## BRIEF A:
Answer these questions from the SA-6 missile text:
(i) What is the launch weight of the SA-6A missile?
(ii) After roughly how much flight are the proximity and contact fuses armed?
(iii) What becomes the combustion chamber for the ramjet sustainer?
## BRIEF B:
Which dimensions of the SA-6A missile does the SA-6 missile text give in meters? List each with its value.

## PROVIDED TEXT:
The SA-6 GAINFUL missiles are used for low altitude air defense. The SA-6A missile has a length of 5.7 meters, body diameter of 0.335 meters, a wing span of 1.245 meters, a tail span of 1.524 meters and has a launch weight of 599 kilograms with a 56 kilogram HE-fragmentation warhead. The proximity and contact fuses are armed after some 50 meters of flight. Missiles can detonate on impact or be set with a proximity fuze and hold an effective range of 15 miles against targets over 45,000 feet in altitude.

The first stage of the missile is a solid rocket motor in the tail of main body. When this motor expends its fuel, it is ejected out of the tail and the cavity created by its absence becomes the combustion chamber for a ramjet sustainer. Ramjets are technically simple and relatively fuel efficient, allowing good performance and range. The rocket booster is needed to get the missile up to a speed that allows sufficient airflow to sustain combustion in the ramjet.

Object location annotation data
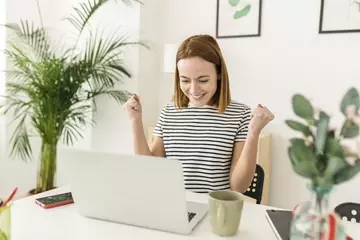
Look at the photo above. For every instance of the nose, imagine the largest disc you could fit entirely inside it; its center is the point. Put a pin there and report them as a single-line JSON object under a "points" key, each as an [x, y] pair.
{"points": [[194, 88]]}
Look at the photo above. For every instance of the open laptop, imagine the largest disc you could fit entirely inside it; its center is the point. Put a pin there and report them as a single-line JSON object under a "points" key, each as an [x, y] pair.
{"points": [[136, 190]]}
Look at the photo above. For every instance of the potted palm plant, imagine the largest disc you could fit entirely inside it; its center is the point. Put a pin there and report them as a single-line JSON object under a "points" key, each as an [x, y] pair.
{"points": [[51, 89]]}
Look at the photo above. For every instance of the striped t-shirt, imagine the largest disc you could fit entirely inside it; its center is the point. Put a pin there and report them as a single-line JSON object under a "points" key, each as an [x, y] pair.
{"points": [[203, 139]]}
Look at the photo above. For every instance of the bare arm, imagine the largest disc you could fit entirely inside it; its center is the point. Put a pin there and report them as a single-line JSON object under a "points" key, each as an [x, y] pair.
{"points": [[243, 163], [141, 146]]}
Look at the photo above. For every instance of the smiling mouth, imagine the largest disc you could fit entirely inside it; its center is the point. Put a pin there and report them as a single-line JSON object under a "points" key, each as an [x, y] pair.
{"points": [[198, 97]]}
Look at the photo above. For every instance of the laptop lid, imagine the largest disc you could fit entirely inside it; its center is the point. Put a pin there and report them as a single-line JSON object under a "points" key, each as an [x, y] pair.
{"points": [[136, 190]]}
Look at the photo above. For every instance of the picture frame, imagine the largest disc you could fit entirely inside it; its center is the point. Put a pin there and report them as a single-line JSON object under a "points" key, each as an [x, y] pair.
{"points": [[339, 16], [238, 19]]}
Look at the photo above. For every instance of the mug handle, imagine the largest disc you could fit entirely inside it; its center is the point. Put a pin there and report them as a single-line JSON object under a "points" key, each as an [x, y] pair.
{"points": [[221, 215]]}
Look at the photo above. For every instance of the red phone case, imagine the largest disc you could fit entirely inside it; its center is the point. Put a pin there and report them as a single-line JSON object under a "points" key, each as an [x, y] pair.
{"points": [[55, 204]]}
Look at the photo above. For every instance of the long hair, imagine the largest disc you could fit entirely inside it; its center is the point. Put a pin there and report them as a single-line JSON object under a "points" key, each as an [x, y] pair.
{"points": [[207, 48]]}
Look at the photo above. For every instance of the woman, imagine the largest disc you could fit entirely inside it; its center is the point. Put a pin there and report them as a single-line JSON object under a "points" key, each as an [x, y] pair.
{"points": [[214, 137]]}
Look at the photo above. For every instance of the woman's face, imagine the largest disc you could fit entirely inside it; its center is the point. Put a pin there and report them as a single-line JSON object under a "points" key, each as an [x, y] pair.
{"points": [[198, 80]]}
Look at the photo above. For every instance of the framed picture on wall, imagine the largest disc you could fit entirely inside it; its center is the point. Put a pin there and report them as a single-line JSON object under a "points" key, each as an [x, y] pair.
{"points": [[236, 19], [339, 16]]}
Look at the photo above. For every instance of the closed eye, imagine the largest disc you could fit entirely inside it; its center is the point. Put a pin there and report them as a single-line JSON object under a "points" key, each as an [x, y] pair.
{"points": [[203, 80]]}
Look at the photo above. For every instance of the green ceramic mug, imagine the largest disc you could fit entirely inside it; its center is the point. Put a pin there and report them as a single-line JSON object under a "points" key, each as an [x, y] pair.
{"points": [[225, 209]]}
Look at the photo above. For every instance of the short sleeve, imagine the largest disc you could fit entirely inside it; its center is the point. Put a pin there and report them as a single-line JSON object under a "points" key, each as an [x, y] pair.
{"points": [[244, 125], [158, 131]]}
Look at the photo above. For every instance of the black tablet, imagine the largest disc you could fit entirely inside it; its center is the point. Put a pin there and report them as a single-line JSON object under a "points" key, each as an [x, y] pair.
{"points": [[280, 221]]}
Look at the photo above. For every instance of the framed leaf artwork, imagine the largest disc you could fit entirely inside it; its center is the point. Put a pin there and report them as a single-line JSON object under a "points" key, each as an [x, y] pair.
{"points": [[339, 16], [238, 18]]}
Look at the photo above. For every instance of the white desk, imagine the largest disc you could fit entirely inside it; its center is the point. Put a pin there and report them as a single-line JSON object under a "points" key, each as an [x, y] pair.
{"points": [[30, 221]]}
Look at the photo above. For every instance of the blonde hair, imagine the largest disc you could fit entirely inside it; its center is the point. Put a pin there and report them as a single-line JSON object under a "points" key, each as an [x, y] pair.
{"points": [[207, 48]]}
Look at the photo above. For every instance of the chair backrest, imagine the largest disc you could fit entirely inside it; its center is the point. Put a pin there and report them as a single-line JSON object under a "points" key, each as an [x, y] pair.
{"points": [[349, 211], [256, 187]]}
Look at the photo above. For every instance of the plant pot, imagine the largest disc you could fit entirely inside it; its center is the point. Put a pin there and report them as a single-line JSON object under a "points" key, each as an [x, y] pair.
{"points": [[33, 192], [47, 168], [314, 220]]}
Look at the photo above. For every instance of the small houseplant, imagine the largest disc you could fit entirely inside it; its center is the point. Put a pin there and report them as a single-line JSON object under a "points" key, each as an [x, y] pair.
{"points": [[322, 155], [52, 88]]}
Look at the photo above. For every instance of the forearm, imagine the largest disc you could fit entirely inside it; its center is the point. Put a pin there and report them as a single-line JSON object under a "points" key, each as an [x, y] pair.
{"points": [[141, 146], [244, 169]]}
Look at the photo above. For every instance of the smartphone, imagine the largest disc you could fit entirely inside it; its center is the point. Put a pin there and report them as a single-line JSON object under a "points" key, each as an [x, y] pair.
{"points": [[55, 200]]}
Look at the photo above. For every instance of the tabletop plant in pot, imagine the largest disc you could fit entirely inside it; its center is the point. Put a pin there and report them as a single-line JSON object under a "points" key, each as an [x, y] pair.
{"points": [[52, 88], [326, 156]]}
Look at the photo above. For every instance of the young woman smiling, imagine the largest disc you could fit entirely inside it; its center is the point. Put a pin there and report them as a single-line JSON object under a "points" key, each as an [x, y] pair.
{"points": [[213, 136]]}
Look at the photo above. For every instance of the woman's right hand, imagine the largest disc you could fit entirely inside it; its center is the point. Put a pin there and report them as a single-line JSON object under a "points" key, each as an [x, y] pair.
{"points": [[133, 108]]}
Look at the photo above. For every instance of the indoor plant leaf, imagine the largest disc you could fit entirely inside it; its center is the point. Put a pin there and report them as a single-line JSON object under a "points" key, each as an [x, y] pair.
{"points": [[347, 173], [243, 12], [303, 159], [334, 166], [321, 132], [52, 93], [299, 127], [350, 129], [350, 98], [302, 107]]}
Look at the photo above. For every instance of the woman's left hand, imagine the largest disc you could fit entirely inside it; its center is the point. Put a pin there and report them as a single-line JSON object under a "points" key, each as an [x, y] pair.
{"points": [[261, 116]]}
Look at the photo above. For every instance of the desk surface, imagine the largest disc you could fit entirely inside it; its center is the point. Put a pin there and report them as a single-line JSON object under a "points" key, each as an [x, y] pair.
{"points": [[30, 221]]}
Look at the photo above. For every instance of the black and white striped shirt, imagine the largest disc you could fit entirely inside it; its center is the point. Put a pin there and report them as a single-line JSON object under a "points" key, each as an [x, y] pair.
{"points": [[203, 139]]}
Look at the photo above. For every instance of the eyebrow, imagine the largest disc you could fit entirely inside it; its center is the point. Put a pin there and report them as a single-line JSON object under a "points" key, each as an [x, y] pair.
{"points": [[202, 76]]}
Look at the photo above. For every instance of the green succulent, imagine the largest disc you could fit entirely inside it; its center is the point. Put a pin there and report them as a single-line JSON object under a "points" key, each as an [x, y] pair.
{"points": [[318, 154]]}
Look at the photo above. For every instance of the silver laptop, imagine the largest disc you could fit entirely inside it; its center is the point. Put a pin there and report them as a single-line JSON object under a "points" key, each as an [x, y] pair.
{"points": [[135, 190]]}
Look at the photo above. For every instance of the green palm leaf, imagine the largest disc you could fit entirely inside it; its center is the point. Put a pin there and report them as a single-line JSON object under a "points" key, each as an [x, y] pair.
{"points": [[51, 94], [35, 37]]}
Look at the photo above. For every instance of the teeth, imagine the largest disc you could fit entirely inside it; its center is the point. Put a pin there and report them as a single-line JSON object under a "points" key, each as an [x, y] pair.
{"points": [[197, 96]]}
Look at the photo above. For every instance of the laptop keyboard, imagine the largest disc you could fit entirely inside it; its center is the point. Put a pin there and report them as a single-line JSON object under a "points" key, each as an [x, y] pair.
{"points": [[191, 215]]}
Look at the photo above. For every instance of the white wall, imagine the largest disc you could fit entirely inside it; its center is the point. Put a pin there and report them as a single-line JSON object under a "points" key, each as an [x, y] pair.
{"points": [[112, 131], [289, 57]]}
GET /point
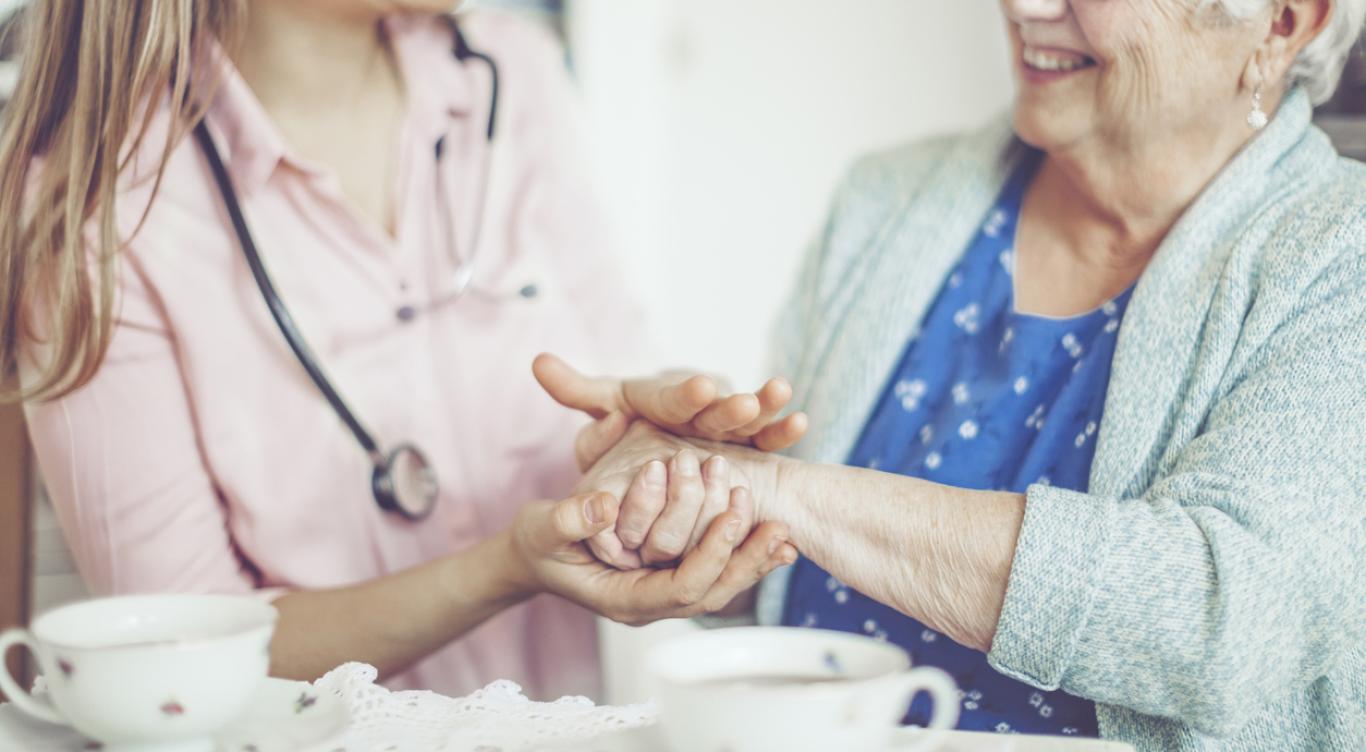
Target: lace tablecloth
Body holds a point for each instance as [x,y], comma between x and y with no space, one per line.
[497,718]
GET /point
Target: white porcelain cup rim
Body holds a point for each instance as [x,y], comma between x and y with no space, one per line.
[252,614]
[134,627]
[702,676]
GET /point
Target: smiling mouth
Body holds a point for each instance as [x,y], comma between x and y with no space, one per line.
[1053,60]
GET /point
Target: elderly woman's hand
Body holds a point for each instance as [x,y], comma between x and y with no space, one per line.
[682,403]
[548,542]
[670,498]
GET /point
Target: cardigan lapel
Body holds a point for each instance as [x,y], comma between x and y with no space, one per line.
[1160,339]
[911,254]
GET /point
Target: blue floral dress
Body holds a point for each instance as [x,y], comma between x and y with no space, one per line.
[985,397]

## CORRECT RESPONSE A:
(i) 599 kilograms
(ii) Some 50 meters
(iii) The cavity left in the tail after the spent solid rocket motor is ejected

## CORRECT RESPONSE B:
- Length: 5.7 meters
- Body diameter: 0.335 meters
- Wing span: 1.245 meters
- Tail span: 1.524 meters